OpenMined: an example of 'decentralized AI' - Fondazione Giannino Bassetti

The era of the algorithm and the frontiers of digital “trusting”

The full implementation of the General Data Protection Regulation (GDPR) means the end of the transitory period before the sanction regime is applied. It has brought both small and large transformations that practically effect the behaviour of all of the keepers of information, and as a consequence all of us.

The protection of privacy is already defined as a fundamental right by the EU as an integral building block of human dignity and personal freedom. The era of the algorithm relies on the “dynamic protection” of personal data extending user rights over information regarding them (for example the possibility to transfer their own data from one online service to another, limitations or opposition to data holding and so on).

The question has borders that are decidedly broadly drawn however, going beyond the remits of locally drawn legislation to touch upon the fundamental themes of civil life and the roles of institutions that are held responsible for their regulation.

For a concrete example we only have to look at the recent case of Cambridge Analytica. Facebook, a giant international company that guarantees the communications of billions of people across the world, was more or less knowingly taken advantage of in order to manipulate (more or less effectively) the results of the presidential election of the most powerful democracy on Earth. Who was responsible for regulating this operation and under which international laws should they have regulated it?

When we speak of the immense quantity of sensitive information collected through IT and digital instruments, the traditional relationship between contents and container, goods and instrument, operator and third party are superseded in a way and with such ease to make our heads spin. It is a little like in those mutated images of quantum physics and has become part of common-sense rhetoric: the observer modifies the object observed. The keeper of the data is its manipulator. Whoever should (be able to) regulate the keeper, from the moment that they gain access to the tools that would allow them to do so, finds themselves in the paradoxical situation of taking the role themselves of keeper, with all of the risk that this involves.

This comes about because the technology and the techniques that are drawn from it have become its paradigm, and have already assumed the role of total predominance. Whoever has access to certain technologies has the power that this brings in their own hands. It is no longer the model of an army that increments its own power by adding arms and men to its arsenal which is in turn limited by the defensive tools of the enemy; now it is the arsenal, that has become global that holds the force, and whoever can manage or control it has all the power. Any form of third party that needs to fulfil the role of regulator has to take total control of this total power. The risk that we run is that there is no longer any space for either mediation or roles.

▶ **Given entries**
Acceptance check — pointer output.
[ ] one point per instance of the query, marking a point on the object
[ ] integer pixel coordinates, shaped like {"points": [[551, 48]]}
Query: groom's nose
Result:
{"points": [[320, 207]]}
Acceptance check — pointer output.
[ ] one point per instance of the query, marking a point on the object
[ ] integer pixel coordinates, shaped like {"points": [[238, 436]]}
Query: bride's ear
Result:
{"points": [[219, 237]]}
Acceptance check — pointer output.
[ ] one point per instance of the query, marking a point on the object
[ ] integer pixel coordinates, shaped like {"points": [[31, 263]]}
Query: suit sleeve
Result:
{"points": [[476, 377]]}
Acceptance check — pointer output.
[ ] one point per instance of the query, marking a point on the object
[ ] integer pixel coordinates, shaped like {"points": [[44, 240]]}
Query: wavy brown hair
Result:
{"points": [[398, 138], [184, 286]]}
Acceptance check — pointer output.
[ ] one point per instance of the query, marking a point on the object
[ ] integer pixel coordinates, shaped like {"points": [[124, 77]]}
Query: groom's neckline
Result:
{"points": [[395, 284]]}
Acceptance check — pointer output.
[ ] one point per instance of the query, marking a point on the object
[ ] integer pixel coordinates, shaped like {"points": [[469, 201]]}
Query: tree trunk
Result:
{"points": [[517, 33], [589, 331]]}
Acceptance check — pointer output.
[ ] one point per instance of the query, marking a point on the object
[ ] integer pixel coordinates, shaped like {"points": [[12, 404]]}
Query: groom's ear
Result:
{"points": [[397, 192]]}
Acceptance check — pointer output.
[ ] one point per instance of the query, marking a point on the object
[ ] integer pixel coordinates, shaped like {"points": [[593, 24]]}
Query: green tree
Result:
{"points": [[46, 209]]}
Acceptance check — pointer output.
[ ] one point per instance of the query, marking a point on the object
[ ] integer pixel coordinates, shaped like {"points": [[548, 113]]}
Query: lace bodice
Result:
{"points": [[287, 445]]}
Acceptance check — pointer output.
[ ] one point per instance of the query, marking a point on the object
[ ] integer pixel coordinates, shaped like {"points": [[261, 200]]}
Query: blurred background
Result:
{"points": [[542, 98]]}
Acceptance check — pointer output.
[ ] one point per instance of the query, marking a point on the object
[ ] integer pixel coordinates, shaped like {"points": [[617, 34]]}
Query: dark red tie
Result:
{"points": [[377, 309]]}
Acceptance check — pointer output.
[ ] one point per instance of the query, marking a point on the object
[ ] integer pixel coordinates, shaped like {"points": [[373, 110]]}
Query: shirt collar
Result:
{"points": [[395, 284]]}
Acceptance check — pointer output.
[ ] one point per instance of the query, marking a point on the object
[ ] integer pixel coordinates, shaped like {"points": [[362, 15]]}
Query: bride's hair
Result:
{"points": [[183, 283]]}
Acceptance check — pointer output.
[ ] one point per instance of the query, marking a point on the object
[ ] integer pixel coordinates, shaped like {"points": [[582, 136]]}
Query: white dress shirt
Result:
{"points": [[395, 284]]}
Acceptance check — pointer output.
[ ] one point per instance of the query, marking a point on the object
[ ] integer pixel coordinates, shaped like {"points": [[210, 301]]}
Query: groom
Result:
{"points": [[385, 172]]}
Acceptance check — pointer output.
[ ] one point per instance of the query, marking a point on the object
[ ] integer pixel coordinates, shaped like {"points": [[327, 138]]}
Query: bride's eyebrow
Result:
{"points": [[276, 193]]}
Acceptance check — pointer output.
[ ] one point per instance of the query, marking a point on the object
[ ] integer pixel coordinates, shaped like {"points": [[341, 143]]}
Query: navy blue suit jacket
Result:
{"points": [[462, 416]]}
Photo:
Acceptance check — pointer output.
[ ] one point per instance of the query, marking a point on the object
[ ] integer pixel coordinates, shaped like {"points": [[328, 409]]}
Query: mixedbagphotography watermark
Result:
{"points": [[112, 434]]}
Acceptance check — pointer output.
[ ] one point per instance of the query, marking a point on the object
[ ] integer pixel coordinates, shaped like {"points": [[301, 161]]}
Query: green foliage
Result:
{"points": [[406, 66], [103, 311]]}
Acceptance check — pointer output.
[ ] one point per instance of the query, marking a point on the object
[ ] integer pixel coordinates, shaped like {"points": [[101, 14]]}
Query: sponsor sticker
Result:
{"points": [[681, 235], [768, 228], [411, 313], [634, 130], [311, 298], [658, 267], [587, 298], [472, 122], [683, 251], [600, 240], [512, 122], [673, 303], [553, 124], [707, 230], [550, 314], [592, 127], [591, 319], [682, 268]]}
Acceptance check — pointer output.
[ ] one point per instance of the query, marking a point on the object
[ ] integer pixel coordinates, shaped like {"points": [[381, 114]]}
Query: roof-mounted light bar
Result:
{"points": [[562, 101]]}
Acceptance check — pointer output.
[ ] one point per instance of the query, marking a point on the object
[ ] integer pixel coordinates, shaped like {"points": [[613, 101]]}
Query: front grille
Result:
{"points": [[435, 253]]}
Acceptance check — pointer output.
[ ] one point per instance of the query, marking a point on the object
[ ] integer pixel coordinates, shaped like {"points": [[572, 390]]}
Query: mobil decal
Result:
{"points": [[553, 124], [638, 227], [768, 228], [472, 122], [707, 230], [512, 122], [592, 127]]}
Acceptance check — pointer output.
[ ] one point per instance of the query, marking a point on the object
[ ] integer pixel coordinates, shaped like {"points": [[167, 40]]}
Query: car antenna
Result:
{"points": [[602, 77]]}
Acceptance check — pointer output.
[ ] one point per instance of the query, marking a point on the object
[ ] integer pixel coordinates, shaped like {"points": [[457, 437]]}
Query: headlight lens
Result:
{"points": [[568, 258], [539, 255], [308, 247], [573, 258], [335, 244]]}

▶ **Questions to answer**
[A] In two sentences, summarize the data-protection article.
[B] Say whether each statement agrees with the data-protection article, answering yes or no and quoting the words of the article that decide it.
(i) The EU already defines the protection of privacy as a fundamental right.
(ii) The article names the international law under which the Cambridge Analytica operation should have been regulated.
(iii) Power now comes from an army adding arms and men to its arsenal.
[C] Pick up the data-protection article after its final sentence and continue writing it.

▶ **Answers to the tasks**
[A] The full implementation of the GDPR extends user rights over personal data, whose protection the EU already defines as a fundamental right, yet the question reaches beyond local legislation, as the Cambridge Analytica case shows. Because the keeper of data is its manipulator and whoever controls the now-global technological arsenal holds all the power, any regulator must take total control of that power, with the risk that no space remains for mediation or roles.

[B]
(i) Yes: "The protection of privacy is already defined as a fundamental right by the EU"
(ii) No: "Who was responsible for regulating this operation and under which international laws should they have regulated it?"
(iii) No: "It is no longer the model of an army that increments its own power by adding arms and men to its arsenal"

[C]
And so, consequentially, who can we trust in the immediate future, and upon which dynamics is this trust to be based? One not so far-fetched idea is that trust cannot be attributed to one or more actors in this scenario, but to a combination of transparency and technology. But, and here a range of scenarios open, which technology? Implemented within which technical principles?

One extremely innovative approach has been adopted by the recent “OpenMined” project, that using an ingenious combination of technologies proposes a new “trusting” dynamic for immediate practical application, within the field of Artificial Intelligence (AI). The criteria and methods proposed allow the fusion of a high level of transparency with the functioning of technological architecture, with an extremely high level of confidentiality for each user.

The OpenMined Project: total decentralization

When we think about the need to change a mindset to face today’s technological challenges, intuition seems absolutely convincing. When we hear the ideas of someone who is actually doing it however, we feel ourselves push against the idea. The recent OpenMined project and its community of supporters have precisely this effect.

The claim made by the project is explicit enough: “OpenMined is a community focused on building open-source technology for the decentralized ownership of data and intelligence”.

The project’s mission (at the time of writing this involves a community about 150 developers and a website that has existed since May 2018) is certainly challenging: To build new technology and make it available both to users who furnish it with their data and to developers of machine learning solutions who will develop models and carry out training for their solutions on that data, which will be capable of maintaining the confidentiality of all parties involved. If we add to this the idea that each participant should be paid in order to constructively collaborate to the improvement of the applications, without having to sell their own data, there seem to be two possibility: there is either a trick, or magic involved.

Every aspect of this project features many elements of what we might call a responsible research and innovation approach (RRI). The project began with the growth of a community that is multidisciplinary and broad, and not merely composed by technicians, while the entire production and development process is published through open sources in order to allow the project to become a framework that can be shared as widely as possible. The solution displays many of the “privacy by design” and “privacy by default” characteristics of the aforementioned GDPR. It uses the most interesting and often most controversial technology in a particularly innovative way, and does so in an extremely integrated way. If there is a risk however, it is that of having raised expectations too high in order to make a convincing argument that this particular use of technology may be able to address some of the spinier problems “auto-magic-ally”.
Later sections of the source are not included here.